__Opdracht A__
Zet de alinea die begint met "Indien een declaratie of een depotstorting" uit de voorwaarden van Columbus om in een korte opsomming met de belangrijkste feiten.
__Opdracht B__
Hoeveel dagen bedraagt de betalingstermijn volgens de voorwaarden van Columbus?

__Leestekst__
----

8. Behoudens een schriftelijke andersluidende overeenkomst is de factor voor het financiële belang en spoedeisendheid waarmee het honorarium wordt vermenigvuldigd als volgt: belang kleiner dan € 100.000,- factor 1; belang vanaf € 100.000,- tot € 250.000,- factor 1,25; belang vanaf € 250.000,- tot € 500.000,- factor 1,5; belang vanaf € 500.000,- tot € 1.000.000,- factor 1,75, belang vanaf en groter dan € 1.000.000,- factor 2, spoedeisendheid factor 1,5.
9. Behoudens voor zover uit de aard van de dienstverlening anders voortvloeit en behoudens nadere afspraak wordt achteraf per kwartaal gedeclareerd. De betalingstermijn bedraagt 14 dagen. Indien een declaratie niet binnen de betalingstermijn wordt voldaan is over het declaratiebedrag de wettelijke rente verschuldigd. Indien ook na aanmaning betaling uitblijft zijn de wettelijke incassokosten verschuldigd.
10. Columbus is steeds gerechtigd van de opdrachtgever de betaling van een voorschot te verlangen. Een ontvangen voorschot wordt verrekend met de eindafrekening van de opdracht.
11. Indien een declaratie of een depotstorting niet binnen de betalingstermijn wordt voldaan, kan Columbus nadat die opdrachtgever daarvan op de hoogte is gesteld, haar werkzaamheden ten behoeve van de betrokken opdrachtgever opschorten. Columbus is niet aansprakelijk voor schade die ontstaat als gevolg van deze opschorting van de werkzaamheden.
12. Columbus en opdrachtgever komen overeen dat gelden van de opdrachtgever die Columbus en/of de stichting onder zich hebben of krijgen, kunnen worden aangewend ter voldoening van openstaande declaratie(s) ten name van opdrachtgever ter zake van door of namens Columbus, of een door Columbus namens de opdrachtgever ingeschakelde derde, verrichte of nog te verrichten werkzaamheden. Deze bevoegdheid tot verrekenen is niet beperkt tot declaraties van de zaak waarop de ontvangen derdengelden betrekking hebben, maar strekt zich uit over alle door Columbus verrichte of te verrichten werkzaamheden ten behoeve van de opdrachtgever. Over gelden op de derdengeldenrekening van Stichting Beheer Derdengelden Columbus Letselschade wordt geen rente vergoed.
13. Aanvaarding door de opdrachtgever van gelden die door Stichting Beheer Derdengelden Columbus Letselschade voor opdrachtgever zijn ontvangen en aan de opdrachtgever zijn doorbetaald en die geheel of gedeeltelijk zijn aangewend voor verrekening van openstaande declaratie(s), geldt als vaststelling en instemming van die verrekening. Een betaling door Stichting Beheer Derdengelden Columbus Letselschade geldt als vaststelling en instemming door de opdrachtgever indien deze niet aanstonds is terugbetaald.

----

__Verzamelde gegevens__
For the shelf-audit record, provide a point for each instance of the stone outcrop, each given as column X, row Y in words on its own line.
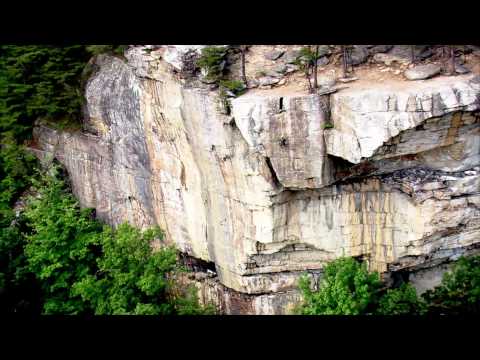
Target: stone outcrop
column 268, row 191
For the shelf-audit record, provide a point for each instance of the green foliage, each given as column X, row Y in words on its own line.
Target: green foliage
column 62, row 246
column 40, row 81
column 237, row 87
column 346, row 289
column 132, row 279
column 459, row 292
column 211, row 60
column 401, row 301
column 84, row 267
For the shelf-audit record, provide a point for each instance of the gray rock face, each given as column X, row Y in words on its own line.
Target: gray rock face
column 323, row 61
column 274, row 54
column 375, row 49
column 365, row 119
column 264, row 193
column 421, row 52
column 422, row 72
column 358, row 55
column 291, row 56
column 268, row 80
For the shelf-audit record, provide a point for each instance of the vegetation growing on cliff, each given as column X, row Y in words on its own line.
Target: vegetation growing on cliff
column 212, row 61
column 347, row 288
column 80, row 266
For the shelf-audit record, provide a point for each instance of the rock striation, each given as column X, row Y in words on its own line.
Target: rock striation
column 269, row 191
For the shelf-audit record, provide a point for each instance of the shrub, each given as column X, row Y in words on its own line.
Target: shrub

----

__Uitwerking A__
- Columbus kan haar werkzaamheden voor een opdrachtgever opschorten als een declaratie of depotstorting niet binnen de betalingstermijn is voldaan.
- Dat kan pas nadat de opdrachtgever daarvan op de hoogte is gesteld.
- Columbus is niet aansprakelijk voor schade die door deze opschorting ontstaat.

__Uitwerking B__
14 dagen.